He further commented that "some delay in effectuating a deportation order may be unavoidable. But indeterminate administrative detention is a very different thing". In considering whether there was a clear legislative mandate for administrative detention of an unacceptable duration, Madgwick J construed the Migration Act in the light of Australia's international obligations, including article 9 of the ICCPR.

Madgwick J gives some guidance as to what will be a "reasonable prospect of the deportation order being effected within a reasonable time". This must be considered in all the circumstances and a "commonsense appreciation of practicalities" should be brought to bear. One relevant matter will be "justified expectation, based on past dealings with a proposed deportee's country of nationality, about reasonably prompt effectuation of the deportation". Subsection (8) of section 253 requires a "real chance of a reasonably imminent deportation, as distinct from a merely theoretical or insubstantial possibility of a deportation or a deportation that can only occur at some time far into the future". Further, subsection (9) is an "active source of the Minister's power to prevent injustice". The likelihood of indeterminate detention is an important matter affecting the merits of a decision to make a deportation order.

■ GIVEN PROBLEM 1
In the passage on detention, how is subsection (9) of section 253 described?
The passage on detention and the rows are unrelated material.

■ DATA SHOWN
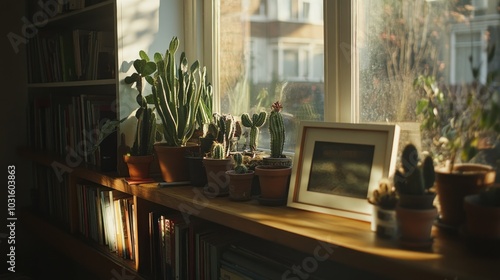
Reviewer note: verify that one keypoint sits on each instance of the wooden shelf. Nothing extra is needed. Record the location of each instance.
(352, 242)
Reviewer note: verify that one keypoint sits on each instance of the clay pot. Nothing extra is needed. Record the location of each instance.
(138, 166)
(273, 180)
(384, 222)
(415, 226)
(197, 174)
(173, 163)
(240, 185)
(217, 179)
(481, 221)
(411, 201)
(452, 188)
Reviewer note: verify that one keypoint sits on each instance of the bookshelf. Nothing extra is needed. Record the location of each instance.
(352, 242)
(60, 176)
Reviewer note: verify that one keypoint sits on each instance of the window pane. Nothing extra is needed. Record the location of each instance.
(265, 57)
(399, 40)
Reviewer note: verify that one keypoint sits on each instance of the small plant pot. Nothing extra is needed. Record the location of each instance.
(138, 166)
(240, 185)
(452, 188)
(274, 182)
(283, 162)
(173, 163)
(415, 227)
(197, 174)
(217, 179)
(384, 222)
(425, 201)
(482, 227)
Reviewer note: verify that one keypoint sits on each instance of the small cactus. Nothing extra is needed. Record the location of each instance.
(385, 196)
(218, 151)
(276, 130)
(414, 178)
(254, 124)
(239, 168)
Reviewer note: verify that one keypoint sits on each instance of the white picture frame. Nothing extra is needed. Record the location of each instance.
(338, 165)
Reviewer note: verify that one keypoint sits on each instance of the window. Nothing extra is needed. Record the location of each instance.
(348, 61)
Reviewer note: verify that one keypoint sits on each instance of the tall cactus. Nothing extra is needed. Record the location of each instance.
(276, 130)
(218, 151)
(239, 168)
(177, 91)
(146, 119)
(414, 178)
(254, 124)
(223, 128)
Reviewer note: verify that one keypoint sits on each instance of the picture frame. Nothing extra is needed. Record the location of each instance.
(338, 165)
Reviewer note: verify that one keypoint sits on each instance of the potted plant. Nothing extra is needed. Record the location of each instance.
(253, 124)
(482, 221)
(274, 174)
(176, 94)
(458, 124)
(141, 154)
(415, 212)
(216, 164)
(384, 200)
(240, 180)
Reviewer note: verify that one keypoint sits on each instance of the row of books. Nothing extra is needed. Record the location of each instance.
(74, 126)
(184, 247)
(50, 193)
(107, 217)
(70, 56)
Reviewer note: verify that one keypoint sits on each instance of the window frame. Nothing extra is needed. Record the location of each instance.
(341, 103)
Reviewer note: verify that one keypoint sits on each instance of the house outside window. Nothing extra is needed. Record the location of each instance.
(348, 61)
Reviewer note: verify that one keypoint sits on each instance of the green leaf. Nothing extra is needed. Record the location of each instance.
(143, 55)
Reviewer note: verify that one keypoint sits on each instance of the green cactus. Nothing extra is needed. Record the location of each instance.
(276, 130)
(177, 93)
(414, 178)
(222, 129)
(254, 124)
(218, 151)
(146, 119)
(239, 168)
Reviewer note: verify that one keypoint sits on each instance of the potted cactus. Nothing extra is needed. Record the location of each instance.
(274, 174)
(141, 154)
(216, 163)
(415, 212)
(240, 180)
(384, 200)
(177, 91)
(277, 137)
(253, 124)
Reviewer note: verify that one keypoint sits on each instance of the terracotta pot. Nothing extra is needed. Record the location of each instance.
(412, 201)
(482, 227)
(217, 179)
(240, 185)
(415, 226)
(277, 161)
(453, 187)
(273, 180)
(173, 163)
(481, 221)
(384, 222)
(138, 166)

* * *

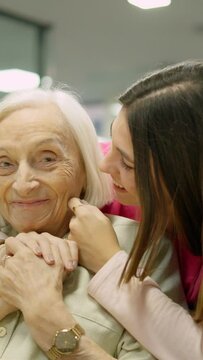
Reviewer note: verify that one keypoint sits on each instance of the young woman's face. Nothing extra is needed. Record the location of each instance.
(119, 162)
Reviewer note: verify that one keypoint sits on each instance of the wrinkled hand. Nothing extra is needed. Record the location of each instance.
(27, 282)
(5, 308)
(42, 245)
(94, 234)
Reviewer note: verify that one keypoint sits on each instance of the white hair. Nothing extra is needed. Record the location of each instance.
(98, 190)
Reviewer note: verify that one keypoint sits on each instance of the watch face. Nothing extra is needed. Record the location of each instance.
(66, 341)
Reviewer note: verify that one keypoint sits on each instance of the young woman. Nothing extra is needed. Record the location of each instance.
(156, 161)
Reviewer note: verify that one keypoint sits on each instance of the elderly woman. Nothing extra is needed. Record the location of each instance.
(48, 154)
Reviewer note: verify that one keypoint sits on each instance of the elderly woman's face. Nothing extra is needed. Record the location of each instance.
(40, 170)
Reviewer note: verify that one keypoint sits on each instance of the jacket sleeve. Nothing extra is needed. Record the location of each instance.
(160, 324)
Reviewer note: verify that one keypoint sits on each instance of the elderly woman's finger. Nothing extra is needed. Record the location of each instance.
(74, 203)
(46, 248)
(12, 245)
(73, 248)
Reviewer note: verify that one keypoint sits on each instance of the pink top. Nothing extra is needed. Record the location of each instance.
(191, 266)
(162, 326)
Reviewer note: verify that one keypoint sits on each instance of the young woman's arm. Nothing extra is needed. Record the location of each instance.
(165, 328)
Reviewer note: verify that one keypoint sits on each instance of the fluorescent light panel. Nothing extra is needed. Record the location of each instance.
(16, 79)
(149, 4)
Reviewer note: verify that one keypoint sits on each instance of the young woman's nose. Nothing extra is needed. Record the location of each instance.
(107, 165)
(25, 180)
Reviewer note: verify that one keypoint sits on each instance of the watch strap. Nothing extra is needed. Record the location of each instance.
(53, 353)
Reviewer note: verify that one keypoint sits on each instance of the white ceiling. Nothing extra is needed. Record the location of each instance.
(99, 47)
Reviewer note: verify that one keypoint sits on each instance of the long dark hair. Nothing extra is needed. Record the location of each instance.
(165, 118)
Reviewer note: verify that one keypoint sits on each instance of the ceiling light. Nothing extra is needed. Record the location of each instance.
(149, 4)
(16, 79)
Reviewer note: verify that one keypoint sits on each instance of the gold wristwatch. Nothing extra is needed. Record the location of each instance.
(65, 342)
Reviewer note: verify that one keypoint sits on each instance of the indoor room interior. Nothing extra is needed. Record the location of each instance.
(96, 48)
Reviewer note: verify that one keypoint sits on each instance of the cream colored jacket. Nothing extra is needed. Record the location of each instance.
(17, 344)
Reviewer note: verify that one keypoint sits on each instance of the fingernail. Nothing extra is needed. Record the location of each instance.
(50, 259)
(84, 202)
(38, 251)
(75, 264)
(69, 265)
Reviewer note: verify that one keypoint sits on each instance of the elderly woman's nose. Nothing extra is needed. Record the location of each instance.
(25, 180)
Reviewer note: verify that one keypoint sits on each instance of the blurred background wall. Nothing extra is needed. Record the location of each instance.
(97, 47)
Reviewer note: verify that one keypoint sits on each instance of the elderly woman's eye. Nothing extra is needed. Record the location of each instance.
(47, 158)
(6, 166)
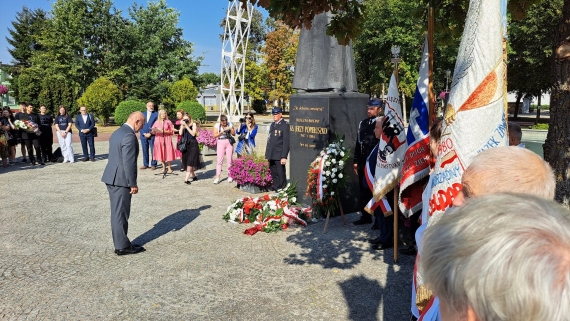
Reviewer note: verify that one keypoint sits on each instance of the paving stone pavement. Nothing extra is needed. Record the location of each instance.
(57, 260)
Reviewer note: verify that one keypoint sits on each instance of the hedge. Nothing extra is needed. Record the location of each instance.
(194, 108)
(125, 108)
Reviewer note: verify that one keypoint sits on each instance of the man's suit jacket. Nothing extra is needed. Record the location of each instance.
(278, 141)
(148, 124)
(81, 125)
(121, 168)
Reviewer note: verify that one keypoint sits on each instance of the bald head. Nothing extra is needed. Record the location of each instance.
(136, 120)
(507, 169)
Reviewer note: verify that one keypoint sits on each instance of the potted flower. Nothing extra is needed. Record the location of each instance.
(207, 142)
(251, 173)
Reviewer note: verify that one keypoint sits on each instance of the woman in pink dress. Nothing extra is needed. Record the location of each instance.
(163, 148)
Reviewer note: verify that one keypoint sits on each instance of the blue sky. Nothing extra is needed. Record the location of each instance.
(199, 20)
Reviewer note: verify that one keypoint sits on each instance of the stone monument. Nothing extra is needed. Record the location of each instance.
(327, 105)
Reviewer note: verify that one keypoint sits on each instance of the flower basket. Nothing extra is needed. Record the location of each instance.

* * *

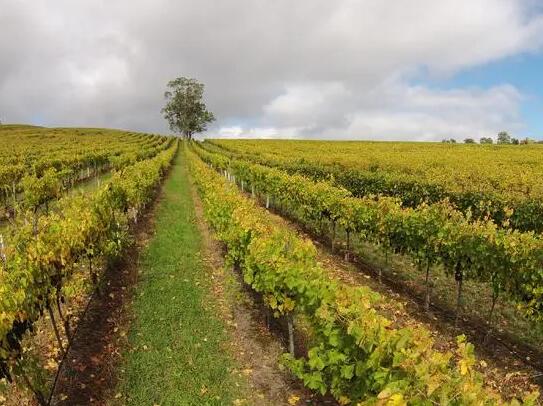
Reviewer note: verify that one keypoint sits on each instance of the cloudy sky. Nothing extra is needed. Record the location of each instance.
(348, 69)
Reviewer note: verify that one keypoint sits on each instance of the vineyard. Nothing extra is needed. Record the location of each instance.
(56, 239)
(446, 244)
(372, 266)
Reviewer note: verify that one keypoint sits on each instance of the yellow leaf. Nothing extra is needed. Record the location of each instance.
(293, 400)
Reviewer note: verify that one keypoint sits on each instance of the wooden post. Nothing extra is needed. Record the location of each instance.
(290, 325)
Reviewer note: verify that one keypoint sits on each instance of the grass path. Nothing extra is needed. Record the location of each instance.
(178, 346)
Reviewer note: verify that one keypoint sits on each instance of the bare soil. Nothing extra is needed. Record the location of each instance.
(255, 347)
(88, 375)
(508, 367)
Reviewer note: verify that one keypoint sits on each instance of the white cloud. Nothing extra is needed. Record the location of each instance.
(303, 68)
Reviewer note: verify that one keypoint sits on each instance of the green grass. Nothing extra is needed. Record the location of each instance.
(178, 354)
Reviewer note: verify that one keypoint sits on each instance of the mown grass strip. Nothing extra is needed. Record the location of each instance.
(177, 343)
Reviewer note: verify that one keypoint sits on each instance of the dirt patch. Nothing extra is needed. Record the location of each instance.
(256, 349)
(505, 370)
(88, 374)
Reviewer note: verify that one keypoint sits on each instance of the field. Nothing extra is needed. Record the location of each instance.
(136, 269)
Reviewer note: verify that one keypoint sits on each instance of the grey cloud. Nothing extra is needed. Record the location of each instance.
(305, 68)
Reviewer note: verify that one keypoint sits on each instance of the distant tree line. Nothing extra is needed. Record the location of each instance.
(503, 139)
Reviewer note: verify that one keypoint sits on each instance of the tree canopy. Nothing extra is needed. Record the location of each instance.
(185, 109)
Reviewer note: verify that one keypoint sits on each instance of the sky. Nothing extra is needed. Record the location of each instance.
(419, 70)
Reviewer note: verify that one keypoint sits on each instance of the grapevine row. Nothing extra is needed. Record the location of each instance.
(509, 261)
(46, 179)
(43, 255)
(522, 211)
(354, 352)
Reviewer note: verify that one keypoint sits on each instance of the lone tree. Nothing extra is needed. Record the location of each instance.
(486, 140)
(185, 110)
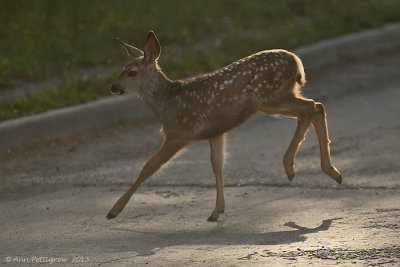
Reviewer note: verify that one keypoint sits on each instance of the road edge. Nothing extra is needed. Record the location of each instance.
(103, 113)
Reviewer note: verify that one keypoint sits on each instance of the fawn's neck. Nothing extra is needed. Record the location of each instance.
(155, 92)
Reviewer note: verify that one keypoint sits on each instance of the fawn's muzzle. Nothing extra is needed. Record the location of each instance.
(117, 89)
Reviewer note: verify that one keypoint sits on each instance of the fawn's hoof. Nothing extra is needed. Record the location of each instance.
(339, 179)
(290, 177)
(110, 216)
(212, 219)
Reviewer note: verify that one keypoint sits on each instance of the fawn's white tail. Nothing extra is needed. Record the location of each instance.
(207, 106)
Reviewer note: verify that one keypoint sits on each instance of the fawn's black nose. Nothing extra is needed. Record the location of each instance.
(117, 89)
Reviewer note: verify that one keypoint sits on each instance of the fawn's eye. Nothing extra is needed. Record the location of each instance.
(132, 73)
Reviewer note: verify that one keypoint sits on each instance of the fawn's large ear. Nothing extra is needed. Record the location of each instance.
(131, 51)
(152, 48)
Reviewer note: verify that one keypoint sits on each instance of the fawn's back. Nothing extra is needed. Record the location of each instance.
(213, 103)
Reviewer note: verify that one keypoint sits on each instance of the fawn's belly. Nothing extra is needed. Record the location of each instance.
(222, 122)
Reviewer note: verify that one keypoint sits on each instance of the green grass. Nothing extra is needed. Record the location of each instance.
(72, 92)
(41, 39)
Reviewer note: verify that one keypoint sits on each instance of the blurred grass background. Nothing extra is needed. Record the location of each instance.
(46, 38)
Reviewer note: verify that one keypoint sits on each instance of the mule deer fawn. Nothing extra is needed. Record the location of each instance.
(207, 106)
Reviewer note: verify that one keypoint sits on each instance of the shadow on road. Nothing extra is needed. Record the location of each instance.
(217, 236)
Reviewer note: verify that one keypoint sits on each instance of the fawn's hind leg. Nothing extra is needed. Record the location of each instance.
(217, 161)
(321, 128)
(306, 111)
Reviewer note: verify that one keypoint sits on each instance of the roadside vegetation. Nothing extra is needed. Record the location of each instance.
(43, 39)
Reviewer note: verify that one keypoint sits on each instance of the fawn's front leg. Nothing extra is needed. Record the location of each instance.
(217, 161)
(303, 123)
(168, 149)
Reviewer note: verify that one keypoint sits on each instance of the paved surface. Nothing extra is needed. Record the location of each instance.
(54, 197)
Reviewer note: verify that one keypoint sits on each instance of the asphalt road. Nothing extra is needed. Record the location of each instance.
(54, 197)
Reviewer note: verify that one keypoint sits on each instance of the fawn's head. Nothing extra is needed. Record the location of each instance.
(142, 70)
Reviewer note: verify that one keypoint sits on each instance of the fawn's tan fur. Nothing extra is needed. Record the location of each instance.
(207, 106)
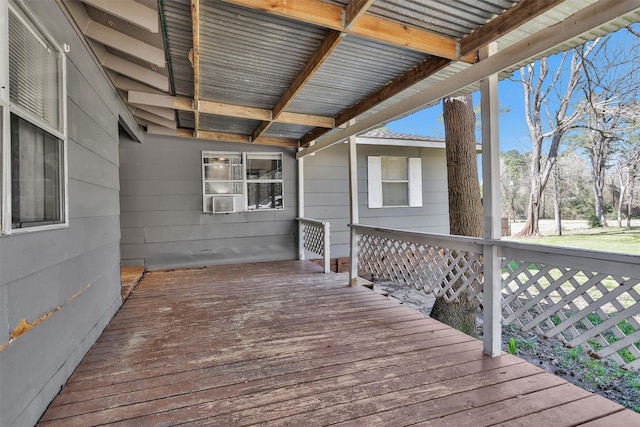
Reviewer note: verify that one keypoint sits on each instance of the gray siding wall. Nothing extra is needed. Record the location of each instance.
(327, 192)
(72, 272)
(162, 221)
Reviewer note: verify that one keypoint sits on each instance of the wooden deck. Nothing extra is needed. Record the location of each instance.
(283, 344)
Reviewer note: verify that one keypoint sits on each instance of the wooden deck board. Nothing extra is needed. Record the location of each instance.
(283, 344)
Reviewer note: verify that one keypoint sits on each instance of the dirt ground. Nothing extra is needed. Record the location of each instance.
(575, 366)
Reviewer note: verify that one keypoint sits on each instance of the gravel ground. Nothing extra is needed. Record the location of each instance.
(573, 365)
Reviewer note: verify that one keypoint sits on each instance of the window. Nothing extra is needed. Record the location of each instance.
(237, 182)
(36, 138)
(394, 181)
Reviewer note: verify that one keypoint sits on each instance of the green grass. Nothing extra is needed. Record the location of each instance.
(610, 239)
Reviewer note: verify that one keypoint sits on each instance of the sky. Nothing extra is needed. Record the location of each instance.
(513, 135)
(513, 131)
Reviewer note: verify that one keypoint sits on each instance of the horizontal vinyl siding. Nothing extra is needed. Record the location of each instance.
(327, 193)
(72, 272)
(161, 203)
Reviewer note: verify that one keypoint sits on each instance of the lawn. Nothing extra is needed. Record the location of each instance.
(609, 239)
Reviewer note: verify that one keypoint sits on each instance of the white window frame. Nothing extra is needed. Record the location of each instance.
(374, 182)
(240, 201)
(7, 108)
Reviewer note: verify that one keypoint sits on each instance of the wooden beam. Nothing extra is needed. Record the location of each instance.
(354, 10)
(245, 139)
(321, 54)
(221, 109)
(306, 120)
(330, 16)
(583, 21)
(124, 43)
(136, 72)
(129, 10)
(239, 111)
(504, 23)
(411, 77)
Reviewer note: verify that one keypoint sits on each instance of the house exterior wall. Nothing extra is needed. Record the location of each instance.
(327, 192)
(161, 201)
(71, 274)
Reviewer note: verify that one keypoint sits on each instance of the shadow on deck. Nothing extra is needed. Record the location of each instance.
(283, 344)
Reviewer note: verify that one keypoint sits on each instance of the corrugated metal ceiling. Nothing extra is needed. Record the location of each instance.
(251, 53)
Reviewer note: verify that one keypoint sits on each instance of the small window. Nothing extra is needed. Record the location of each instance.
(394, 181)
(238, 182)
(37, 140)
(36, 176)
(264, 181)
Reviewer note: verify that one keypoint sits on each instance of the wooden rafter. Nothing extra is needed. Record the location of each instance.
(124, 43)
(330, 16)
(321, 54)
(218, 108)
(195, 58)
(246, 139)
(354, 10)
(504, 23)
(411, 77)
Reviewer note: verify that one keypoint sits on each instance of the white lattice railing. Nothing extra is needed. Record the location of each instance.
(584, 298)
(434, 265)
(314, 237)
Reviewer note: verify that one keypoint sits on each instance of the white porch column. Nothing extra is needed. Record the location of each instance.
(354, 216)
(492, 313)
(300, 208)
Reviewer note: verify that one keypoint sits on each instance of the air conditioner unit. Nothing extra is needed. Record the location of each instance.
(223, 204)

■ GIVEN PROBLEM 2
Show every line of the rows that contains the word "wall".

■ EXERCISE ANSWER 1
As an active source of the Minister's power to prevent injustice.

■ EXERCISE ANSWER 2
Reviewer note: verify that one keypoint sits on each instance of the blurred background wall. Nothing extra is needed. Record the location of each instance.
Reviewer note: verify that one keypoint sits on each instance of the gray siding wall. Nothing extra is needed. Record the location of each instance.
Reviewer note: verify that one keypoint sits on each instance of the house exterior wall. Nothing extra is needed. Record the location of each instance.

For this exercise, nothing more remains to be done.